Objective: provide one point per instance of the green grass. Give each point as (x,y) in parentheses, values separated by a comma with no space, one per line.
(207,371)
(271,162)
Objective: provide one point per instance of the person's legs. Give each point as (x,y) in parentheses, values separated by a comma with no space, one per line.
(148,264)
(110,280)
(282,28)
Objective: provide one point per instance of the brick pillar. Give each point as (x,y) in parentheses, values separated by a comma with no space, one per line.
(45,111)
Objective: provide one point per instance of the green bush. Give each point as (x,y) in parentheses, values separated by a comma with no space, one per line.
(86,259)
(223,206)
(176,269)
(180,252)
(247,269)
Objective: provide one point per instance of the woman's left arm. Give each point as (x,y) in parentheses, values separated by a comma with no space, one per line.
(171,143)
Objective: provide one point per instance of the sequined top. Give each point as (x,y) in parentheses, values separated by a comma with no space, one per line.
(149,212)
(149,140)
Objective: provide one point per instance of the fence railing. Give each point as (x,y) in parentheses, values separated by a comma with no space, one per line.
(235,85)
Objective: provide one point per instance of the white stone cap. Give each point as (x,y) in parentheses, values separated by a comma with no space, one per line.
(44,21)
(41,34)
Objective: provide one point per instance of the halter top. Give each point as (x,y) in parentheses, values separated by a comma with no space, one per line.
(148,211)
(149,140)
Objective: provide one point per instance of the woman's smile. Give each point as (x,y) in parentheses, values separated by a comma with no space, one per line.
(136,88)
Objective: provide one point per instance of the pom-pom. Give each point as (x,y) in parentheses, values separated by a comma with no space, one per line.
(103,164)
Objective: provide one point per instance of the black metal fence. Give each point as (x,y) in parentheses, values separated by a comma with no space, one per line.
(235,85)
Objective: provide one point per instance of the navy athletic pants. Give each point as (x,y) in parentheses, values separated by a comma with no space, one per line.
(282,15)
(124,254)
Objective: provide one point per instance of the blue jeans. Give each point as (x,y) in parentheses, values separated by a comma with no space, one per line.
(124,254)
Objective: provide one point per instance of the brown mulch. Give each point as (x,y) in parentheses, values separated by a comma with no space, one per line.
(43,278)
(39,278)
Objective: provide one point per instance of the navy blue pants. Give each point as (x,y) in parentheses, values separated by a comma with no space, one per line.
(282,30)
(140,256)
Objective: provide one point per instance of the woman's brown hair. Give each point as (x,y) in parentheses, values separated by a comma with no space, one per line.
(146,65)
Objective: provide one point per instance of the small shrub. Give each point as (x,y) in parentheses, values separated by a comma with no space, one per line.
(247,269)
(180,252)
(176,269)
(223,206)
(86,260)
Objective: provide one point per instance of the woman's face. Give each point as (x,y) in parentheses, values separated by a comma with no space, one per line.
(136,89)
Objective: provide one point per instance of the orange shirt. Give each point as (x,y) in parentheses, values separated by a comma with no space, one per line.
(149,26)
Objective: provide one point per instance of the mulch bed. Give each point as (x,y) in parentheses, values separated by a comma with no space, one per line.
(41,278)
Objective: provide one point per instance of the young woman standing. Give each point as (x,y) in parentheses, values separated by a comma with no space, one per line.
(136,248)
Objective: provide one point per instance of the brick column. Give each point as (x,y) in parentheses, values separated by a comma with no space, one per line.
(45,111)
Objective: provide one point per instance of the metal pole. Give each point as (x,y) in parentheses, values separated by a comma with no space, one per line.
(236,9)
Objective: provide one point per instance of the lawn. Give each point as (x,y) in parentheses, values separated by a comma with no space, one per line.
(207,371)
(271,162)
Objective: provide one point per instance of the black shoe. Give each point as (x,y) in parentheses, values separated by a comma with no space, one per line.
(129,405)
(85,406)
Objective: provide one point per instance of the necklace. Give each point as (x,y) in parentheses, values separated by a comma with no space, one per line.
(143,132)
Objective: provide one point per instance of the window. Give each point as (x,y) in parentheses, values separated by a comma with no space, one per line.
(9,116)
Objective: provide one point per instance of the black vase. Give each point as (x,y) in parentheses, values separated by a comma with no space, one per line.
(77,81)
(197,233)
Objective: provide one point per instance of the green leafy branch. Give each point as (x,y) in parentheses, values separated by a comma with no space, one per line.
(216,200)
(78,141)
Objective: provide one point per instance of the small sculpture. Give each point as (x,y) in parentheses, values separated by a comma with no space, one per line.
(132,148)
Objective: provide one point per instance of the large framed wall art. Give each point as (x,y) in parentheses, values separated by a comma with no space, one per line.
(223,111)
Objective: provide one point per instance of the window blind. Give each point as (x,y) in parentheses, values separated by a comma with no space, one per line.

++++++

▶ Exercise aim: Copy the records from the line containing "Objective: provide one point per instance of the black vase." through the end of the records, changing "window blind" to "window shade" and leaving everything else unchanged.

▶ Written answer:
Objective: provide one point per instance of the black vase. Give each point as (x,y) in parentheses, values separated by a comma with no space, one per line.
(77,81)
(197,233)
Objective: provide one point per instance of the green leafy branch. Give each point as (x,y) in parentheses, values separated by a comma with no space, one per line.
(216,200)
(78,141)
Objective: provide one point per instance of the small sculpture. Give each point as (x,y) in parentheses, values separated by a comma with no space, one per line.
(132,148)
Objective: provide one point per instance of the large framed wall art. Give each point as (x,y) in parentheses, values separated by a comma with no space, one per line.
(223,111)
Objective: provide one point per instance of the window shade. Give each point as (x,y) in parentheses, values separated by a comma with no space, one per line.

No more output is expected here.